- **Source**:

━━━━━━━━━━━━━━━━━━━━

# Aldi Espresso machine - any good?



## Onticoms

https://www.aldi.co.uk/ambiano-gunmetal-espresso-maker/p/095683187811600

You seem to get a lot for £50...

1 x Espresso Machine

2 x Sieves for Crema system

Features

Steam regulation

Thermometer

Temperature indicator light

3 switches with 3 indication lights

Power on/off control

Espresso brewing function

Milk frothing function

Removable water tank (approx. 1.2L capacity)

Drip tray with removable draining rack

Measuring spoon/presser

Steam nozzle for milk frothing

Filter holder with 2 filters and crema system

Pump pressure: approx. 15 bar

Includes. 40 minutes auto-shut off

Includes measuring spoon and coffee presser

Guarantee/Warranty

Free 3 year warranty

Brand: Ambiano

Colour: Gun metal

Cord Length: Approx. 100cm

Dimensions: Approx. 288 x 202 x 315 mm

Power: 1.1W

Product Type: Coffee Machines

Voltage: 230V, 50Hz

Weight: Approx. 4.55kg


----------



## Stanic

no


----------



## AndyDClements

I've no experience of that, but I'd suggest you get £50 worth of coffee machine, just as you would with a £50 main-brand one. You'd probably find (and this is purely speculation) its temperature control is imprecise and varies quite a lot during the pull of the shot, so you would struggle to get a decent and repeatable shot of coffee.For £50, you'd probably be better off getting a second-hand better machine. You're unlikely to get a Gaggia Classic etc for £50, but perhaps if you're prepared (and capable) you could get one that needs TLC and repair for that sort of money.

I'd guess that a lot who by that sort of machine will then use supermarket purchased ground coffee, and end up with a rather nasty coffee drink.

━━━━━━━━━━━━━━━━━━━━

- **Given data**:
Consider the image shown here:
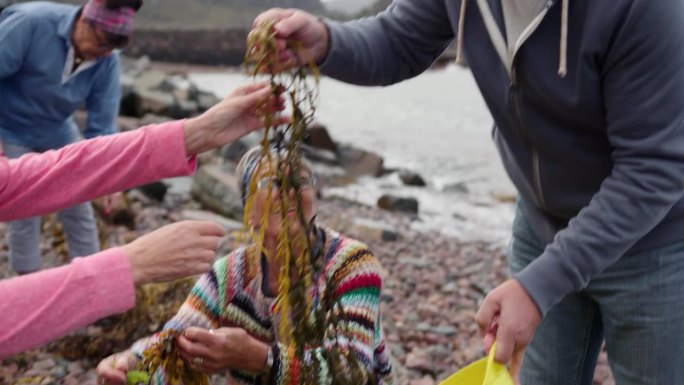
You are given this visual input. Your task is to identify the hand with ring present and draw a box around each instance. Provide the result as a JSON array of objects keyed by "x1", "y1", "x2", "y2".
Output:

━━━━━━━━━━━━━━━━━━━━

- **Prompt 1**: Copy the part of the Aldi espresso machine thread from "## AndyDClements" to "nasty coffee drink." word for word.
- **Prompt 2**: Take the Aldi espresso machine thread further from the point where it stops.

- **Exercise output 1**:
## AndyDClements

I've no experience of that, but I'd suggest you get £50 worth of coffee machine, just as you would with a £50 main-brand one. You'd probably find (and this is purely speculation) its temperature control is imprecise and varies quite a lot during the pull of the shot, so you would struggle to get a decent and repeatable shot of coffee.For £50, you'd probably be better off getting a second-hand better machine. You're unlikely to get a Gaggia Classic etc for £50, but perhaps if you're prepared (and capable) you could get one that needs TLC and repair for that sort of money.

I'd guess that a lot who by that sort of machine will then use supermarket purchased ground coffee, and end up with a rather nasty coffee drink.

- **Exercise output 2**:
If £50 is your budget then perhaps a hand grinder (Hario etc), and either a filter system (V60 etc) or Aeropress (OK, it's not espresso but closer than normal filter and gives a lot of control), coupled with decent whole beans ground as you need them..


----------



## Mrboots2u

Stanic said:


> no


This


----------



## Jony

You need a weeks forum ban!! 50 pounds can get you a V60 and maybe a hand grinder in the for sales at a little stretch


----------



## Glenn

I think @Stanic is really saying its a bargain and he hopes no one else beats him his local store. That coffee presser is a deal clincher.

If you listen closely you'll hear him heading to the car, to drive to the store, camp out and snap one up at opening time


----------



## Stanic

what you think is wrong

I've got a similar POS krups machine hidden in the depths of my cellar covered with many boxes full of other stuff

and memories of me thinking how great the output was, suppressed somewhere deep too


----------



## DavecUK

That Aldi Espresso machine just oozes quality from every pore. I'll bet that crema system allows you to use supermarket pre-ground, this just adds to the convenience and the 3 year warranty means you will suffer at least 3 years with the machine. The Italians have a lot to learn because they can't produce a good machine and get close to that sort of pricing!


----------



## Rhys

DavecUK said:


> That Aldi Espresso machine just oozes quality from every pore. I'll bet that crema system allows you to use supermarket pre-ground, this just adds to the convenience and the 3 year warranty means you will suffer at least 3 years with the machine. The Italians have a lot to learn because they can't produce a good machine and get close to that sort of pricing!


Look forward to your review


----------



## Obnic

Aldi - the store of dreams, where the floors are wet with the tears of hope.


----------



## hotmetal

Rhys said:


> Look forward to your review


LOL! If Dave takes one of those apart (physically as well as figuratively) he'll feel duty bound not to reassemble it in the public interest.


----------



## kennyboy993

Glenn said:


> I think @Stanic is really saying its a bargain and he hopes no one else beats him his local store. That coffee presser is a deal clincher.
> 
> If you listen closely you'll hear him heading to the car, to drive to the store, camp out and snap one up at opening time


Coffee presser...... ha ha i like that, made me chuckle Glenn


----------



## hotmetal

Obnic said:


> Aldi - the store of dreams, where the floors are wet with the tears of hope.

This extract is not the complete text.